Passage
[Start of section]

Note: Single-source report; awaiting corroboration.
Several neurodegenerative diseases—including amyotrophic lateral sclerosis (ALS), frontotemporal dementia (FTD), and some Alzheimer’s cases—are linked to abnormal clumping of the TDP-43 protein outside the nucleus of brain and nerve cells. This aggregation leads to neuron death and symptoms such as muscle weakness and memory loss. TDP-43 normally functions in the nucleus to regulate RNA processing essential for proper cell activity.
Past studies indicated that certain RNAs interacting with TDP-43 might inhibit or reverse its aggregation, suggesting a potential therapeutic approach. Short RNAs are appealing as treatments due to their ease of delivery to neurons. However, the mechanism by which short RNAs prevent TDP-43 clumping was previously unclear.
An NIH-funded research team led by Dr. James Shorter at the University of Pennsylvania investigated this and reported their findings in Science. They confirmed that a specific short RNA, Clip34, stabilizes RNA-binding regions of TDP-43, reducing its tendency to aggregate. Clip34 was effective in vitro in preventing aggregation of both normal and mutated TDP-43 proteins. Researchers also optimized Clip34’s sequence to prevent aggregation of additional abnormal TDP-43 forms.

[End of section]

Point localization data
[Start of section]

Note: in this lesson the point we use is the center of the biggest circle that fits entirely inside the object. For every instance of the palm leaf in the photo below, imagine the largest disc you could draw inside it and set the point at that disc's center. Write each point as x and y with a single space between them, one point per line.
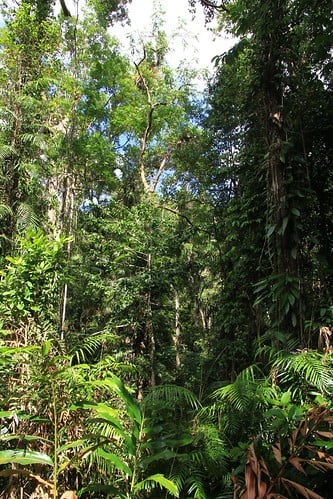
171 395
157 480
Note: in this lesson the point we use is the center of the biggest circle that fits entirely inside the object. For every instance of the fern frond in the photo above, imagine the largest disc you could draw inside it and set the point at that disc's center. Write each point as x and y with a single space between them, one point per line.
5 210
26 218
6 151
309 367
171 395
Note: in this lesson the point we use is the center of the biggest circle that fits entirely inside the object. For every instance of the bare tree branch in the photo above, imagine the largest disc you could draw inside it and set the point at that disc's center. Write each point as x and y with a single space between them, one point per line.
212 5
65 9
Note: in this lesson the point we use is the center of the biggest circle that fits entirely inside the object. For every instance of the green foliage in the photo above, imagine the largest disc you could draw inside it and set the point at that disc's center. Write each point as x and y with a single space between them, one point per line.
31 281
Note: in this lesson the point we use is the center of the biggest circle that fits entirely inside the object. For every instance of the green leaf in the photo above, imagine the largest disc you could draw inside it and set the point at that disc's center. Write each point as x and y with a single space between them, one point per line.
270 230
161 481
115 460
291 299
284 225
286 397
293 319
132 406
98 487
46 348
24 457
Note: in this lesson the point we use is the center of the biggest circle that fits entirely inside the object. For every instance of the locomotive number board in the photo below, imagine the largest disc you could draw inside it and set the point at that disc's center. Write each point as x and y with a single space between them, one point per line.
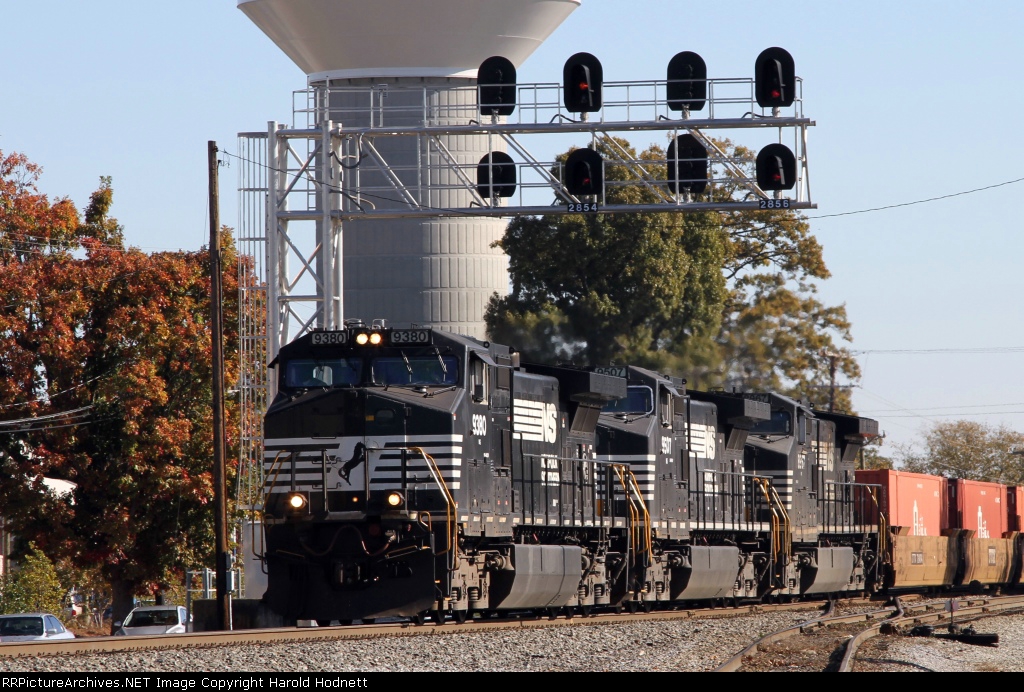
410 336
330 338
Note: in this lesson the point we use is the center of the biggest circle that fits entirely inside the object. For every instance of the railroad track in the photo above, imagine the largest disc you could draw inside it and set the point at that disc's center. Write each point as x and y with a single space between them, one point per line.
403 629
830 643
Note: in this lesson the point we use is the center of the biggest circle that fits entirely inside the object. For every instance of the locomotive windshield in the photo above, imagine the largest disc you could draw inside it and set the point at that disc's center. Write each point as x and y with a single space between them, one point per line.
429 370
416 370
324 373
638 400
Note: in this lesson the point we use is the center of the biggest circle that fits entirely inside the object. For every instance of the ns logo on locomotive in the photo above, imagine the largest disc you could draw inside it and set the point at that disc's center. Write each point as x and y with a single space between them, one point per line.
422 474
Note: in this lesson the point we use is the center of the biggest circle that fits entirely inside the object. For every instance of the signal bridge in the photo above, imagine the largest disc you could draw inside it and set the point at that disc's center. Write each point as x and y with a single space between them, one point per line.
369 174
377 181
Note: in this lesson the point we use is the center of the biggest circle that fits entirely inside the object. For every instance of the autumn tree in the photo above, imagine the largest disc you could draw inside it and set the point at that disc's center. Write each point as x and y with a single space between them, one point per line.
110 349
721 298
968 449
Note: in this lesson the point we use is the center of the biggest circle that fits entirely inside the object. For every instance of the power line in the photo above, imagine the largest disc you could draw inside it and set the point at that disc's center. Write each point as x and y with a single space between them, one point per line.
920 351
919 202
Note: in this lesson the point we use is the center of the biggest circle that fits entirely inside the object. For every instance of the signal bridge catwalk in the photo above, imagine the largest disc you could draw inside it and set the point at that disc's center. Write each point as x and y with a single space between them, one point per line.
365 182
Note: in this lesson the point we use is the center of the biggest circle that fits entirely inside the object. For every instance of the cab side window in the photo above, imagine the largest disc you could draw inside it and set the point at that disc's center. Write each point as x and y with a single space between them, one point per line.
478 380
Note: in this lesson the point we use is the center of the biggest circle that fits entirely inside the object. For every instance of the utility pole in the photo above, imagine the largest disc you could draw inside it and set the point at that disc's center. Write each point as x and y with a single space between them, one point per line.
217 328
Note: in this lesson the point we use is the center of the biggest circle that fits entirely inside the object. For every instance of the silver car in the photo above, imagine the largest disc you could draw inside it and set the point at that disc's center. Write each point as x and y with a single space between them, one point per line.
32 628
155 620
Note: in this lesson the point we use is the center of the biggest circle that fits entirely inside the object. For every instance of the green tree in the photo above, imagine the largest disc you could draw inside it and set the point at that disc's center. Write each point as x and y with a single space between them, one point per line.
968 449
33 587
721 298
611 288
110 349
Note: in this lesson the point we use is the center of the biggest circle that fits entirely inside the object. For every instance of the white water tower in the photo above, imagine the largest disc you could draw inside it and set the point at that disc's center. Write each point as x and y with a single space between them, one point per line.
411 63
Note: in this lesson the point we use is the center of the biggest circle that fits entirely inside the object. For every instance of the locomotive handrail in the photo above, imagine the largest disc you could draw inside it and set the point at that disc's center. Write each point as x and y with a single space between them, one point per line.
273 481
883 525
781 531
453 527
630 483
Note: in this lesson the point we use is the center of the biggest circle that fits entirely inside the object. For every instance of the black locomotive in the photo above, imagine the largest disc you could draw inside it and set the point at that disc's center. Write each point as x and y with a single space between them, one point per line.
421 474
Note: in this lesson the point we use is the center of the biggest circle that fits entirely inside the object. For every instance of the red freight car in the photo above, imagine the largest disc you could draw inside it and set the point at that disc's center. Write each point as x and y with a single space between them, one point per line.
978 518
916 553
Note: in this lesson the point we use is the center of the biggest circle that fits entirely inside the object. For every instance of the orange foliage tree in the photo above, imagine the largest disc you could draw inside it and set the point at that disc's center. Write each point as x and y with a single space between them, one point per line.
107 382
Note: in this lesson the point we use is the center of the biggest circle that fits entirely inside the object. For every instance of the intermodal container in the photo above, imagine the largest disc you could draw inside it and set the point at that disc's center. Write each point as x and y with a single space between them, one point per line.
914 503
978 506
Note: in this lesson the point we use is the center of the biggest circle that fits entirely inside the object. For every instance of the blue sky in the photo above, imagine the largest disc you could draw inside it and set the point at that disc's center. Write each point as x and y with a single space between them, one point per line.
911 100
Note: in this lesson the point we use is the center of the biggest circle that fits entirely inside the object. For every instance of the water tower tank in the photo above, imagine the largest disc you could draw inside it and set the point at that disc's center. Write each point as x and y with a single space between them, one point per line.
437 271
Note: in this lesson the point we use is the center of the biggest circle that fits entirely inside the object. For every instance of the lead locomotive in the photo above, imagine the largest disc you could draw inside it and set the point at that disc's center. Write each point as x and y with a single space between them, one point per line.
420 474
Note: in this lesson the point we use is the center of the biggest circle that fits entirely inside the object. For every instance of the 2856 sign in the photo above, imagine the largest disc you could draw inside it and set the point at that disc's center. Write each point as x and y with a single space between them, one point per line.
773 204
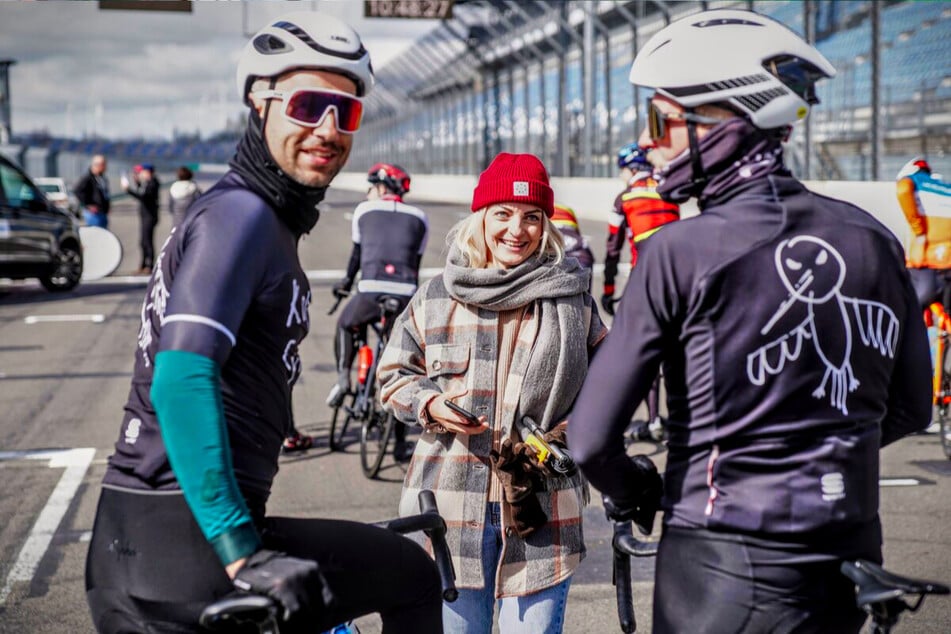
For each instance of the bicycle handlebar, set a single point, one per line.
(434, 526)
(625, 544)
(339, 297)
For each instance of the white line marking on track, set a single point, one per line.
(35, 319)
(76, 461)
(899, 482)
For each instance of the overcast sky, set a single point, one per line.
(81, 70)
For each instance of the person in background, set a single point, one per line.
(638, 212)
(182, 518)
(791, 338)
(145, 188)
(92, 190)
(181, 194)
(925, 200)
(506, 332)
(389, 237)
(576, 244)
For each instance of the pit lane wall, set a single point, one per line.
(592, 198)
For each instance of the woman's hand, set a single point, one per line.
(440, 414)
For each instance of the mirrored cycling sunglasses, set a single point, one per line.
(308, 107)
(657, 119)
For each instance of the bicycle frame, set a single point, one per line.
(937, 317)
(626, 545)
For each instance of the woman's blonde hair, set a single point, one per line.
(469, 236)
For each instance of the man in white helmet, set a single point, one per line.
(792, 345)
(181, 519)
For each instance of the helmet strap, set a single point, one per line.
(699, 177)
(272, 82)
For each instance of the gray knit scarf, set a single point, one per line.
(559, 359)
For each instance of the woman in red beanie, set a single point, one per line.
(506, 333)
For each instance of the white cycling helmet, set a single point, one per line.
(304, 40)
(754, 64)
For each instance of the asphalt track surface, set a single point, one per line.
(65, 365)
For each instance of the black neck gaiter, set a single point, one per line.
(295, 204)
(733, 152)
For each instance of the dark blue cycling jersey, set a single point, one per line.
(793, 348)
(389, 238)
(230, 272)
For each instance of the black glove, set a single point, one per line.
(512, 466)
(342, 288)
(644, 501)
(558, 435)
(290, 581)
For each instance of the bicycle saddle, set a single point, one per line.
(390, 304)
(234, 609)
(874, 584)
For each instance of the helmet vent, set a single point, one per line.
(269, 45)
(699, 89)
(736, 82)
(726, 22)
(302, 35)
(757, 100)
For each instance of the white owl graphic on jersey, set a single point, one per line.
(813, 272)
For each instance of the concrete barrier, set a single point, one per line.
(592, 198)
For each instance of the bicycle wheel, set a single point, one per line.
(340, 421)
(374, 438)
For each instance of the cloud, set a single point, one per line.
(80, 70)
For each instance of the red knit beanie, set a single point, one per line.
(514, 178)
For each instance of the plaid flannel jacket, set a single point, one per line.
(440, 344)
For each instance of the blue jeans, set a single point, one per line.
(96, 220)
(542, 612)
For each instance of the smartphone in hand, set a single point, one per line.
(471, 418)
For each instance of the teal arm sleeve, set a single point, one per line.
(187, 401)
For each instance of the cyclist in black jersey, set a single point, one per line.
(791, 340)
(389, 238)
(182, 518)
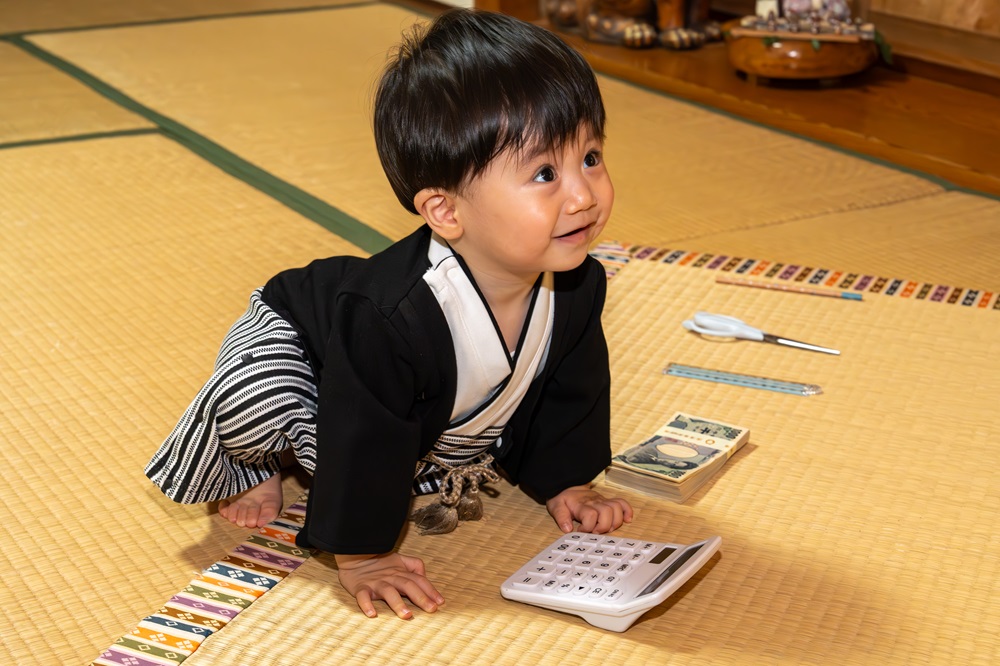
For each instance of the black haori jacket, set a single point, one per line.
(385, 362)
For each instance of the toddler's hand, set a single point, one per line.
(389, 577)
(596, 513)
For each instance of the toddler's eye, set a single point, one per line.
(545, 175)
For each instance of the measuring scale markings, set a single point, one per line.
(735, 379)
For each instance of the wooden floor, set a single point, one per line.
(919, 123)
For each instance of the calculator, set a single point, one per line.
(609, 581)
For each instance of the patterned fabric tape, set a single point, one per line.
(615, 256)
(214, 597)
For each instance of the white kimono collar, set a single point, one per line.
(488, 388)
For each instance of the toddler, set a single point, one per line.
(471, 347)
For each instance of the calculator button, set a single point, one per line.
(528, 582)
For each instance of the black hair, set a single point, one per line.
(469, 87)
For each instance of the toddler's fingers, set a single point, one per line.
(422, 593)
(364, 599)
(392, 597)
(629, 512)
(588, 517)
(413, 564)
(563, 517)
(609, 517)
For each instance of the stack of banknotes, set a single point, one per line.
(679, 458)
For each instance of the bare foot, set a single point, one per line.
(255, 507)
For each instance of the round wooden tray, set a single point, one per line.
(777, 58)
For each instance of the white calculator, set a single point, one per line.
(609, 581)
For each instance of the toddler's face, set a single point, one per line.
(536, 211)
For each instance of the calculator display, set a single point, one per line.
(663, 555)
(607, 580)
(669, 571)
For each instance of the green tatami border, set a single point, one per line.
(304, 203)
(944, 183)
(189, 19)
(69, 138)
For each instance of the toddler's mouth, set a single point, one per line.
(576, 231)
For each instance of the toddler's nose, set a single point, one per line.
(582, 195)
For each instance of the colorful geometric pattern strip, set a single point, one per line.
(615, 256)
(214, 597)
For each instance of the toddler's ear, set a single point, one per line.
(437, 207)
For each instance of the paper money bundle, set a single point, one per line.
(679, 458)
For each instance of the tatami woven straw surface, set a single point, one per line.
(859, 526)
(124, 261)
(681, 173)
(38, 102)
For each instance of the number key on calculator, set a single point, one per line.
(607, 580)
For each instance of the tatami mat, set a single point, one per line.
(849, 537)
(39, 102)
(315, 69)
(947, 238)
(859, 526)
(35, 15)
(117, 288)
(681, 172)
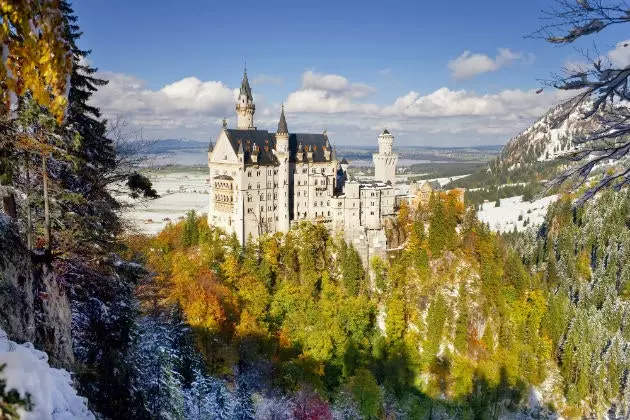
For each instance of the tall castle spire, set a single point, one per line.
(245, 107)
(282, 124)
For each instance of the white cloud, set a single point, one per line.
(620, 56)
(193, 108)
(468, 65)
(264, 79)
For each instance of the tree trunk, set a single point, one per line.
(29, 222)
(47, 234)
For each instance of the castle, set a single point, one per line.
(263, 182)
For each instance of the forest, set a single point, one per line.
(459, 322)
(462, 323)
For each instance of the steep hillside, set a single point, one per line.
(549, 137)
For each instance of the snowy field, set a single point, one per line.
(505, 217)
(180, 191)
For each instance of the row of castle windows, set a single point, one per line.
(223, 185)
(223, 198)
(262, 197)
(275, 172)
(250, 210)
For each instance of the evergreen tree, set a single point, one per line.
(437, 228)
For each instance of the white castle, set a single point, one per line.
(262, 182)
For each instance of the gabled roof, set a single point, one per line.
(282, 124)
(265, 142)
(249, 141)
(310, 142)
(245, 88)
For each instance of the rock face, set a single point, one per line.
(34, 306)
(549, 137)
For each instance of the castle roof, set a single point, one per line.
(245, 88)
(265, 142)
(282, 124)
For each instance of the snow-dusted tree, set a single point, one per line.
(200, 398)
(243, 404)
(601, 88)
(156, 379)
(222, 402)
(274, 407)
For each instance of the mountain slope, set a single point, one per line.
(549, 137)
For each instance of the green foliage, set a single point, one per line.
(367, 394)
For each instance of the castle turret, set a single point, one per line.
(245, 107)
(282, 153)
(385, 161)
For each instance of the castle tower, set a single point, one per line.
(282, 153)
(385, 161)
(245, 106)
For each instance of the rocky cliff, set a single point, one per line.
(34, 305)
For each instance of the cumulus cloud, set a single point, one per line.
(468, 65)
(194, 108)
(328, 93)
(620, 56)
(186, 106)
(264, 79)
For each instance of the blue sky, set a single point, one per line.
(436, 73)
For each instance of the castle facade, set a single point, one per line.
(264, 182)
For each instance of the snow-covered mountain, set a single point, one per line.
(549, 137)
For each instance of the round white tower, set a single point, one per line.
(282, 153)
(245, 107)
(385, 142)
(385, 161)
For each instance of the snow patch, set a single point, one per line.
(50, 389)
(506, 217)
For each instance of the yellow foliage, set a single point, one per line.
(35, 55)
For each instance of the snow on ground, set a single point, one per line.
(404, 188)
(179, 193)
(505, 217)
(50, 389)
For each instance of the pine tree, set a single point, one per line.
(461, 326)
(243, 405)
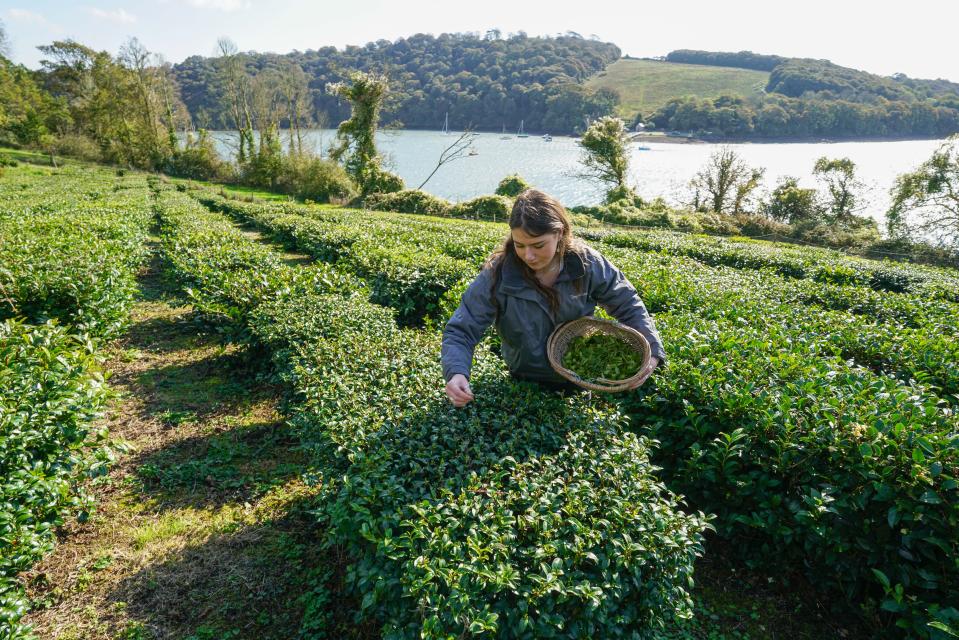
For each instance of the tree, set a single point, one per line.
(606, 157)
(356, 143)
(839, 177)
(4, 41)
(725, 184)
(235, 83)
(792, 204)
(153, 101)
(458, 149)
(932, 192)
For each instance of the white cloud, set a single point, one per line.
(117, 15)
(22, 15)
(222, 5)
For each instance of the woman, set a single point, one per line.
(539, 279)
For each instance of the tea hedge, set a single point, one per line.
(71, 242)
(72, 253)
(812, 263)
(524, 516)
(771, 422)
(51, 393)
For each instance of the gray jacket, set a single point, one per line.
(525, 321)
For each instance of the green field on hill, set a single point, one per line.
(646, 85)
(277, 457)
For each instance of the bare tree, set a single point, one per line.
(455, 151)
(931, 195)
(235, 81)
(4, 41)
(726, 181)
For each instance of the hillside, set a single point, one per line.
(646, 85)
(283, 404)
(485, 82)
(810, 99)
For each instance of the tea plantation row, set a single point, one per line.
(525, 515)
(766, 414)
(408, 263)
(70, 246)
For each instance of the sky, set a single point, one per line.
(917, 38)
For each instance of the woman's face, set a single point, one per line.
(536, 251)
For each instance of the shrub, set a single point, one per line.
(306, 176)
(623, 196)
(511, 186)
(495, 208)
(760, 226)
(79, 146)
(409, 201)
(487, 518)
(52, 392)
(381, 181)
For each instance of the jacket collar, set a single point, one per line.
(513, 283)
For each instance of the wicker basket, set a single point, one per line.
(561, 337)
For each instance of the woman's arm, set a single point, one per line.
(466, 327)
(612, 291)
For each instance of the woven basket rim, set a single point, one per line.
(569, 330)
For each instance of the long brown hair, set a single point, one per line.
(536, 214)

[End of section]

Exercise instructions
A. Answer these questions about the TDP-43 passage:
(i) Where in the cell does TDP-43 normally function?
(ii) What makes short RNAs appealing as treatments?
(iii) In which journal did the research team report its findings?
B. Please rewrite the TDP-43 passage between "Note: Single-source report;" and "proper cell activity.", inclusive, replacing "muscle weakness" with "limb weakness".
None of the work here uses these records.

Task-by-task solutions
A.
(i) In the nucleus.
(ii) Their ease of delivery to neurons.
(iii) Science.

B.
Note: Single-source report; awaiting corroboration.
Several neurodegenerative diseases—including amyotrophic lateral sclerosis (ALS), frontotemporal dementia (FTD), and some Alzheimer’s cases—are linked to abnormal clumping of the TDP-43 protein outside the nucleus of brain and nerve cells. This aggregation leads to neuron death and symptoms such as limb weakness and memory loss. TDP-43 normally functions in the nucleus to regulate RNA processing essential for proper cell activity.